Short task:
Set the listing down unchanged, minus every embedded image.

Position annotation records
******
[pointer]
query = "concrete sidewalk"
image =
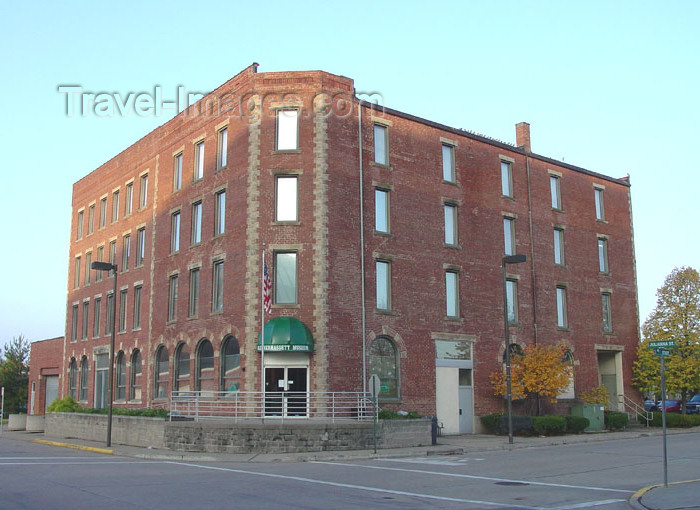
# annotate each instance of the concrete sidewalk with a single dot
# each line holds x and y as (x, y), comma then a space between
(679, 495)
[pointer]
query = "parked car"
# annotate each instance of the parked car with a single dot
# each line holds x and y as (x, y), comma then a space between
(693, 405)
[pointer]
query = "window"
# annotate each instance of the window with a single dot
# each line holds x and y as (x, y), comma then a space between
(562, 319)
(115, 206)
(129, 199)
(286, 198)
(91, 219)
(126, 251)
(199, 160)
(217, 294)
(450, 224)
(555, 191)
(287, 130)
(512, 301)
(143, 191)
(509, 235)
(381, 145)
(506, 179)
(110, 314)
(137, 307)
(285, 277)
(383, 361)
(381, 210)
(81, 214)
(88, 263)
(135, 386)
(72, 378)
(448, 163)
(181, 380)
(86, 316)
(559, 246)
(100, 256)
(220, 216)
(204, 377)
(599, 205)
(175, 232)
(120, 377)
(230, 364)
(96, 317)
(76, 274)
(103, 212)
(383, 270)
(222, 149)
(452, 293)
(603, 255)
(74, 324)
(140, 246)
(607, 313)
(162, 373)
(122, 310)
(172, 298)
(193, 309)
(177, 172)
(84, 378)
(197, 223)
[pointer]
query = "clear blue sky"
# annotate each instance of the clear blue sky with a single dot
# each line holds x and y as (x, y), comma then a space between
(610, 86)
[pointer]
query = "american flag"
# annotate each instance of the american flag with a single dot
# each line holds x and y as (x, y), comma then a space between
(267, 286)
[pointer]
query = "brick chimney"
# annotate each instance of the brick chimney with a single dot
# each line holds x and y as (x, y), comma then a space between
(522, 135)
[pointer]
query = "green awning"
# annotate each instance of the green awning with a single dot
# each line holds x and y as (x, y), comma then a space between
(286, 334)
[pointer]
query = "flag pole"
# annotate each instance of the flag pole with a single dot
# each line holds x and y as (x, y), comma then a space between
(262, 340)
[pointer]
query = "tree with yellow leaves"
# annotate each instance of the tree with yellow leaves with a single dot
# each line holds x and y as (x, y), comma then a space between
(676, 317)
(540, 371)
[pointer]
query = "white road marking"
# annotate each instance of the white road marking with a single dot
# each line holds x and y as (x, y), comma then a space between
(357, 487)
(475, 477)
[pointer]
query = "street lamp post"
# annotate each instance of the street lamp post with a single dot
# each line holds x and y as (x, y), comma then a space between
(509, 259)
(107, 266)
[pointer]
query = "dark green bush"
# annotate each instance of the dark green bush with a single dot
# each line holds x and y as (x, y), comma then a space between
(576, 424)
(615, 420)
(676, 420)
(549, 425)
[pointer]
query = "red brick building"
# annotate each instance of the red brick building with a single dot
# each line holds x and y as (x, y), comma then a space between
(383, 234)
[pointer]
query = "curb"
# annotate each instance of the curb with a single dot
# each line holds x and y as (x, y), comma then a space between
(105, 451)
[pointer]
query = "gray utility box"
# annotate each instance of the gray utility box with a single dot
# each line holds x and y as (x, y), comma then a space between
(594, 413)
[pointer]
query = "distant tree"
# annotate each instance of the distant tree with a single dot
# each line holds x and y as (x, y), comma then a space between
(676, 317)
(14, 374)
(540, 371)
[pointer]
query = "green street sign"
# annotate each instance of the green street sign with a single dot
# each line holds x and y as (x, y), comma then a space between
(662, 344)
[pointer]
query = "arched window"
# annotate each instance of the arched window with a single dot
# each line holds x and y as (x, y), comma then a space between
(135, 376)
(84, 373)
(120, 377)
(162, 373)
(182, 368)
(569, 391)
(383, 361)
(230, 364)
(72, 378)
(205, 366)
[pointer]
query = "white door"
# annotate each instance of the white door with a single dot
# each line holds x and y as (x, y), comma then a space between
(466, 401)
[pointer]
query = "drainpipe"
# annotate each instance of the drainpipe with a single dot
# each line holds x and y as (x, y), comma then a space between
(362, 249)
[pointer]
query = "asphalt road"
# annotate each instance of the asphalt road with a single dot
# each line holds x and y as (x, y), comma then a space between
(592, 475)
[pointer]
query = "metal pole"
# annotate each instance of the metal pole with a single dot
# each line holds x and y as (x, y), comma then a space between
(663, 418)
(508, 375)
(111, 360)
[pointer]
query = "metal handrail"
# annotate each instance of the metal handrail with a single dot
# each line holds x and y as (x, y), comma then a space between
(637, 410)
(278, 405)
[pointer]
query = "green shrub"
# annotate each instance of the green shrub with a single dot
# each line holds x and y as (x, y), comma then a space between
(576, 424)
(615, 420)
(549, 425)
(676, 420)
(64, 405)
******
Final result:
[pointer]
query = "concrete sidewalk"
image =
# annotate each instance of the concrete sidewalk with a single dot
# each line holds x and y as (x, y), comma then a space between
(679, 495)
[pointer]
query = "parked car"
# annotate each instance of the parked car with a single dot
# each line holds x and y as (x, y), comma then a space between
(693, 405)
[pointer]
query = "window"
# annotate each instance of the window with a single dot
# each line holds x and y as (x, y), comma then a space between
(562, 319)
(115, 206)
(129, 199)
(286, 198)
(91, 219)
(126, 251)
(199, 160)
(217, 294)
(450, 224)
(555, 191)
(287, 130)
(512, 301)
(143, 191)
(509, 235)
(381, 145)
(506, 179)
(110, 314)
(137, 307)
(285, 277)
(383, 361)
(381, 210)
(81, 214)
(88, 263)
(135, 386)
(72, 378)
(448, 163)
(181, 380)
(86, 316)
(559, 246)
(100, 256)
(220, 216)
(204, 377)
(599, 205)
(175, 232)
(120, 377)
(230, 364)
(96, 317)
(76, 274)
(103, 212)
(383, 270)
(222, 149)
(452, 293)
(603, 255)
(74, 324)
(140, 246)
(607, 313)
(162, 373)
(122, 310)
(172, 298)
(193, 309)
(177, 172)
(84, 378)
(197, 223)
[pointer]
query = "clear blue sky"
# annotate each instance of the clear blue sky with a single dot
# each line holds x and y as (x, y), comma then a space between
(610, 86)
[pointer]
query = "american flag"
# annotate each instance of the american flag with a single dot
# each line holds x and y as (x, y), comma then a space between
(267, 286)
[pointer]
query = "brick chimney"
# annotate each instance of the brick chimney with a single dot
# each line holds x and y as (x, y), comma then a space between
(522, 135)
[pointer]
query = "green awning"
# annotate each instance of the green awning with a single dot
# each line holds x and y as (x, y), comma then a space between
(286, 334)
[pointer]
query = "flag pole"
# annotate each instance of the flag pole with a single dot
# each line holds x and y as (x, y), comma then a space between
(262, 340)
[pointer]
query = "tree with yellow leaves"
# annotate each instance of the tree with yellow leaves with a single dot
# each line holds x and y as (x, y), comma then a space between
(676, 317)
(540, 371)
[pointer]
query = "white road marking"
# annotate each instance of the white road marking with a single dot
# each line holds x and y as (x, y), comma then a space between
(357, 487)
(475, 477)
[pointer]
query = "street lamp post"
# annotate each instance of the street lamp post with a single dot
# each line holds x and y as (x, y), comma then a space between
(509, 259)
(107, 266)
[pointer]
query = "dark green bush"
# annotate each instance of the dark green bush with a single dot
# each line holds x and y as (x, y), comma then a space between
(576, 424)
(615, 420)
(676, 420)
(549, 425)
[pointer]
query = "red brick building"
# annotate each instance of the red brick building with a single dot
# each line holds x and y as (x, y), comma then a space between
(383, 234)
[pointer]
query = "curb"
# annotate each instance of the curb with a single dot
# each line holds x and y as (x, y), comma then a space between
(105, 451)
[pointer]
query = "gray utility box"
# annotate each instance of the gray utility box with a single dot
# each line holds x and y as (x, y), comma then a space between
(594, 413)
[pointer]
query = "distant tree"
# annotate each instance of the distant tree with a single dot
# each line holds x and y as (x, y), comma then a space between
(676, 317)
(14, 374)
(540, 371)
[pointer]
query = "green street sign"
# annotate each instance of the green street sign with a single dot
# each line holds x and y as (x, y), comma then a space between
(662, 344)
[pointer]
query = "arched window"
# annotate each instance of the arched window with a single dot
# each line holds x and y as (x, y), comma then a space between
(135, 376)
(84, 373)
(120, 377)
(162, 373)
(182, 368)
(569, 391)
(383, 361)
(230, 364)
(72, 378)
(205, 366)
[pointer]
query = "white door"
# annotate each instance of the white door with a single dot
# each line holds x and y as (x, y), comma then a space between
(466, 401)
[pointer]
query = "drainpipe"
# annotate each instance of the drainpipe with a single dot
# each line holds x and y as (x, y), comma then a space between
(362, 249)
[pointer]
query = "asphalt road"
# annotate each instance of the asphalt road with a single dot
# each line holds x and y as (x, y), comma then a space between
(592, 475)
[pointer]
query = "metal pole"
# annotate each instance of the metal pole with a single dot
# each line holds x and y as (x, y), comma then a space between
(663, 418)
(508, 375)
(111, 360)
[pointer]
query = "metal handrail"
# annotate each instance of the metal handrail with a single dot
# each line holds x and y as (x, y), comma then a space between
(637, 410)
(278, 405)
[pointer]
query = "green shrub"
# annotate each instance of the green shrub with a single dot
# each line holds x and y as (x, y), comma then a space between
(576, 424)
(615, 420)
(549, 425)
(676, 420)
(64, 405)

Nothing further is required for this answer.